__PROBLEM REQUIREMENTS__: Return each line of the material that contains the string "pixels", copying the full line.

(Saved data entries)
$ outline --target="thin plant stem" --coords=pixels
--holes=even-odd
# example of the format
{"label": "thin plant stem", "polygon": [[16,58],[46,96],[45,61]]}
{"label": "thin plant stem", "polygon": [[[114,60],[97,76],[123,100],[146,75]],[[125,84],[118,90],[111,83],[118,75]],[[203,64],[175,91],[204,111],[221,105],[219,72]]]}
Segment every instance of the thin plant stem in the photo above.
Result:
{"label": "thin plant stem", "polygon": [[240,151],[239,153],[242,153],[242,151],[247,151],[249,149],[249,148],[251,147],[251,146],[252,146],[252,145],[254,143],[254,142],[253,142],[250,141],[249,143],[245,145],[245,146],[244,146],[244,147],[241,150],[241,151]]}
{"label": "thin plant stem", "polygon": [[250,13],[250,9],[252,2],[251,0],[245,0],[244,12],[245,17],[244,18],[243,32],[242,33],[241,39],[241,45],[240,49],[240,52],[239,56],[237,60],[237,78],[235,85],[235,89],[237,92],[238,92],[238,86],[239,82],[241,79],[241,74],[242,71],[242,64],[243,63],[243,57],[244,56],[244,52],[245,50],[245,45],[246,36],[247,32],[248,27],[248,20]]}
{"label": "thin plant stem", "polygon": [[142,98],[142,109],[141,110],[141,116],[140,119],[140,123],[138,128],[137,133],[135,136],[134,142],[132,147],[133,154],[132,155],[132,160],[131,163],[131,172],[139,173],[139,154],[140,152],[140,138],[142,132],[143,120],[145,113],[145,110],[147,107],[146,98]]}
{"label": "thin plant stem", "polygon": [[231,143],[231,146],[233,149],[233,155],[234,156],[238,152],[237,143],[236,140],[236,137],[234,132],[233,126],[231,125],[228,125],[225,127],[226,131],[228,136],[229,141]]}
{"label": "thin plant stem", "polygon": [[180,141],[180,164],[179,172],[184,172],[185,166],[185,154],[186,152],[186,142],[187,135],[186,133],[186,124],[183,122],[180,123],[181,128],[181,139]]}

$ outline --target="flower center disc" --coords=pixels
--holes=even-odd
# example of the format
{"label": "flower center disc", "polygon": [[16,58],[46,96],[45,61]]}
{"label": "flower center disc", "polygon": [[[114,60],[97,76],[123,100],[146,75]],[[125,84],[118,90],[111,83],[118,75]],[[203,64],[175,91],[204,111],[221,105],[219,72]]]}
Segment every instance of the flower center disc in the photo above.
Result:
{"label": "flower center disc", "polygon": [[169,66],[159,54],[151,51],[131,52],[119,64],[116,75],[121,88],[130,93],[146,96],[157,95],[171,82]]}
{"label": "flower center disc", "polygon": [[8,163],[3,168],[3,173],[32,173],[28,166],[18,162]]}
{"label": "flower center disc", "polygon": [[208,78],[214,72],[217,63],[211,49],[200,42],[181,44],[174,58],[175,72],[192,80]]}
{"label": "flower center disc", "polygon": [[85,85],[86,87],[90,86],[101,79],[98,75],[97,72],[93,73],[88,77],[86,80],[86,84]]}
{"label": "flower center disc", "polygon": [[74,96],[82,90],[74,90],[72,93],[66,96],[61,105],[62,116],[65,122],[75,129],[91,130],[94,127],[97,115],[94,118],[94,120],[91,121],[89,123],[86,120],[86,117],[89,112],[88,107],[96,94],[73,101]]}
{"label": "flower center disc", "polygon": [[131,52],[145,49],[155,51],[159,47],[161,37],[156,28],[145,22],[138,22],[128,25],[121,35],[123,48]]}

__TASK ANSWER__:
$ outline --target="thin plant stem" --coords=pixels
$ outline --target="flower center disc" --coords=pixels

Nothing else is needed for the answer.